**Material provided**
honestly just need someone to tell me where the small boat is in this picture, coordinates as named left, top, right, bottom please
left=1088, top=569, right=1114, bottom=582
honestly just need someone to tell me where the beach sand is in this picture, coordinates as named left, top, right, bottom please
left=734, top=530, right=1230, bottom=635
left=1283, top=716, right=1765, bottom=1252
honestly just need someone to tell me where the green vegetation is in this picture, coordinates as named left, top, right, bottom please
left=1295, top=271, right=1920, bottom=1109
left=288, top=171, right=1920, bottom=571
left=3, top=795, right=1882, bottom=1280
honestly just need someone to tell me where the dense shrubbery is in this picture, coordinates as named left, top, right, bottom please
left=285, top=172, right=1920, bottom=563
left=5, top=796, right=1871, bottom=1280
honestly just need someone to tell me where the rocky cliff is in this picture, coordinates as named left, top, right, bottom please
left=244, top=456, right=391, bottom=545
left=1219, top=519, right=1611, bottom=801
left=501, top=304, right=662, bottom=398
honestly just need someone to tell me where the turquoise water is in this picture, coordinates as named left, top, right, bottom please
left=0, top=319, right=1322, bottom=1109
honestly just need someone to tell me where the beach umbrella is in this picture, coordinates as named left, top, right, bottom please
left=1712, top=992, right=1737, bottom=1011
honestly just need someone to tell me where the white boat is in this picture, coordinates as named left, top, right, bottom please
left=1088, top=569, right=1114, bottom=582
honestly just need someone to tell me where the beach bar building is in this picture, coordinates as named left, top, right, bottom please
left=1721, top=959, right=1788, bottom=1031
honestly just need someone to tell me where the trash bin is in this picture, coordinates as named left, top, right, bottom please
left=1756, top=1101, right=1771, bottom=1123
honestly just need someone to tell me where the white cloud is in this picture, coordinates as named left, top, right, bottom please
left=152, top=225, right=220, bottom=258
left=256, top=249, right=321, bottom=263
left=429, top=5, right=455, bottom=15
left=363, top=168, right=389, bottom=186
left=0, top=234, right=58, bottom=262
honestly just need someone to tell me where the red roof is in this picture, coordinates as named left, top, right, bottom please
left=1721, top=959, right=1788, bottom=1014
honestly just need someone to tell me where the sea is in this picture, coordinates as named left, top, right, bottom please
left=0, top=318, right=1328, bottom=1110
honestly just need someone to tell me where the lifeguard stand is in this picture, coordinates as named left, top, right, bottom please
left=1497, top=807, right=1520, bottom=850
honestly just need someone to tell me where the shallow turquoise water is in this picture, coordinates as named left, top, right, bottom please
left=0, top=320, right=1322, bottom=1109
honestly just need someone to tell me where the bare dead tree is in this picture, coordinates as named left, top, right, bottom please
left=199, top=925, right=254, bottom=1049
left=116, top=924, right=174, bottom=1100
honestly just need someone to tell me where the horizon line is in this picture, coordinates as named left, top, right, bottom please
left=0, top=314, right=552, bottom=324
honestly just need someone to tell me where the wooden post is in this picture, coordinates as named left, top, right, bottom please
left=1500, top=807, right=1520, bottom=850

**What to produce**
Return the whole listing, keeping every word as it is.

**Problem solution**
honestly just need someone to tell me where the small boat is in this picture, coordinates as named left, top, right, bottom please
left=1088, top=569, right=1114, bottom=582
honestly just need someone to tell me where the beach sand is in this picture, coordinates as named left, top, right, bottom please
left=734, top=530, right=1230, bottom=635
left=1283, top=716, right=1765, bottom=1252
honestly just need someone to tell me where the green vegetation is in this picture, coordinates as named left, top, right, bottom please
left=1295, top=271, right=1920, bottom=1109
left=288, top=171, right=1920, bottom=571
left=3, top=795, right=1882, bottom=1280
honestly just need someone to tell me where the dense shrubbery is in this picture, coordinates as named left, top, right, bottom please
left=285, top=172, right=1920, bottom=563
left=5, top=796, right=1871, bottom=1280
honestly just need someone to tell me where the rocky cliff is in this picture, coordinates as named left, top, right, bottom please
left=244, top=456, right=391, bottom=545
left=1219, top=519, right=1611, bottom=801
left=501, top=304, right=662, bottom=398
honestly just need someone to tell me where the turquoise water is in this picture, coordinates as named left, top, right, bottom please
left=0, top=319, right=1322, bottom=1109
honestly just need someone to tell me where the beach umbrella is in this picture, coordinates as named left, top, right, bottom please
left=1712, top=992, right=1737, bottom=1011
honestly just need someone to tell me where the white boat is in this picture, coordinates as named left, top, right, bottom please
left=1088, top=569, right=1114, bottom=582
honestly just need someone to tell me where the beach bar building is in this picture, coordinates as named left, top, right, bottom please
left=1721, top=959, right=1788, bottom=1031
honestly just need someone to tell me where the trash bin is in this picture, coordinates as named left, top, right, bottom please
left=1756, top=1101, right=1771, bottom=1123
honestly just need someone to tell me where the white cloud is in this picture, coordinates as named left, top, right, bottom please
left=152, top=225, right=220, bottom=258
left=256, top=249, right=321, bottom=263
left=429, top=5, right=455, bottom=15
left=363, top=168, right=389, bottom=186
left=0, top=234, right=58, bottom=262
honestly just need someone to tell me where the red roof is in this picture, coordinates as named left, top, right, bottom please
left=1721, top=959, right=1788, bottom=1014
honestly just need someone to tell me where the sea is in this picture, coordinates as named left, top, right, bottom please
left=0, top=318, right=1328, bottom=1110
honestly just need someone to tell me where the lifeguard stand is in this picture, coordinates as named left, top, right, bottom please
left=1497, top=807, right=1520, bottom=850
honestly just need someone to tell me where the shallow turquoise water is in this picture, coordinates as named left, top, right, bottom please
left=0, top=320, right=1322, bottom=1109
honestly just need someone to tell me where the bare dead tree is in this picture, coordinates as named left, top, right, bottom please
left=199, top=925, right=254, bottom=1049
left=116, top=924, right=174, bottom=1100
honestly just need someone to tell me where the horizon line is in this picture, coordinates as named left, top, right, bottom please
left=0, top=314, right=552, bottom=324
honestly just need someone to tell me where the wooden post is in this picture, coordinates as named left, top, right, bottom please
left=1500, top=807, right=1520, bottom=850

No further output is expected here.